**Written exercise**: Reproduce the part of the impact vector text between "AND license IN" and "a Gaussian distribution.", inclusive.

**Text extract**:
::::::

An impact vector is a list of normalized impact metrics for a project at a discrete point in time. This specification outlines how to create, define, and submit impact vectors.

Whereas an impact metric is a single, absolute measurement of a project's impact (e.g., a project's fork count), an impact vector is a series of related metrics about a project normalized to a 0-1 scale and captured at a discrete point in time. Thus, a project's impact at a given point in time may be derived from a set of metrics such as fork_count, star_count, contributor_count, etc. This approach is useful for estimating a project's overall impact in an ecosystem.

Alternatively, an impact vector can also be represented from the perspective of the metric itself. In this case, the fork_count vector would represent the normalized fork_count of every project in the set of projects at a given point in time. This construction is useful for analyzing specific types of impact or ranking projects.


An impact vector must be:

  • Derived from a quantitative impact metric that is applied consistently to a set of open source projects.
  • Measured at a specific point in time (the same time for all projects in the set).
  • Normalized to a common scale (0 to 1) across the set of projects.
  • Accompanied by reproducible code that describes how the vector is calculated and normalized.

Sample Vectors

Below are several examples of impact vectors that can be applied to assess the influence of open source software projects within a crypto ecosystem. These examples illustrate the breadth of metrics that can be leveraged to gauge various dimensions of impact.

  • Name: Grow Full-Time OSS Developers
  • Tags: OSS, developers
  • Metric: Number of Full-Time Developer Months
  • Time Period: Last 6 months
  • Selection Filter: Projects must have activity from at least two contributors in the last 90 days; projects must have a permissive open source license (e.g., MIT, Apache 2.0); projects must have a codebase that is at least 6 months old.
  • Query Logic: The following SQL query fetches the metric for each project in the selection set.
  • -- This is pseudocode and should be replaced with a real query
    SUM(full_time_developer_months) AS full_time_developer_months
    JOIN `oso.projects` USING (project_id)
    AND license IN ('MIT', 'Apache 2.0')
    AND codebase_age >= 180
  • Normalization Method: The following Python code normalizes the metric data using a Gaussian distribution.
  • # This is pseudocode and should be replaced with a real script
    import numpy as np
    import pandas as pd
    from scipy.stats import norm

    # Fetch the metric data using the SQL logic above
    metric_data = fetch_metric_data(query)

    # Normalize the metric data
    normalized_data = norm.ppf((metric_data.rank() - 0.5) / len(metric_data))

    # Create a table with the project, metric, and normalized metric
    normalized_table = pd.DataFrame({
    'project_id': metric_data.index,
    'full_time_developer_months': metric_data.values,
    'normalized_full_time_developer_months': normalized_data

::::::

**Dataset content**:
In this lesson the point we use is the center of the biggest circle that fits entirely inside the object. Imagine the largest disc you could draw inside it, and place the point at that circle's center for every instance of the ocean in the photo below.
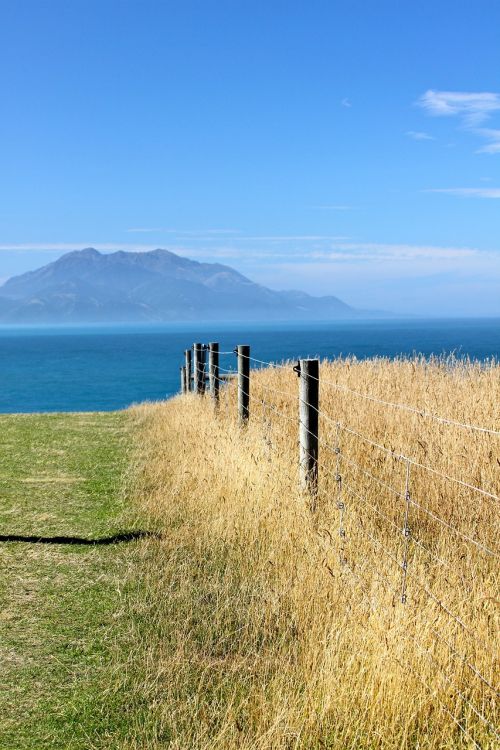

::::::

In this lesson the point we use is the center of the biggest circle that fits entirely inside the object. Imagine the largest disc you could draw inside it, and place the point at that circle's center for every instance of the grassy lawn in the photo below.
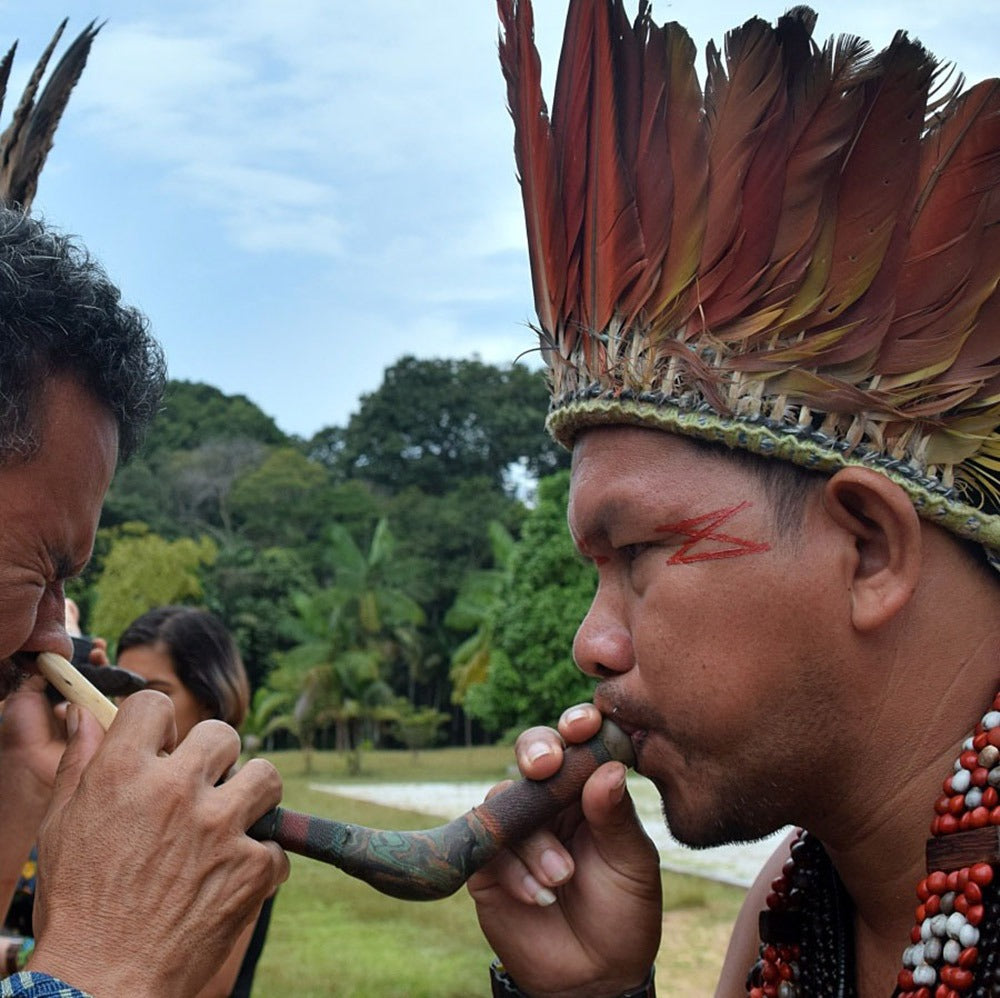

::::::

**Answer for the task**:
AND license IN ('MIT', 'Apache 2.0')
    AND codebase_age >= 180
  • Normalization Method: The following Python code normalizes the metric data using a Gaussian distribution.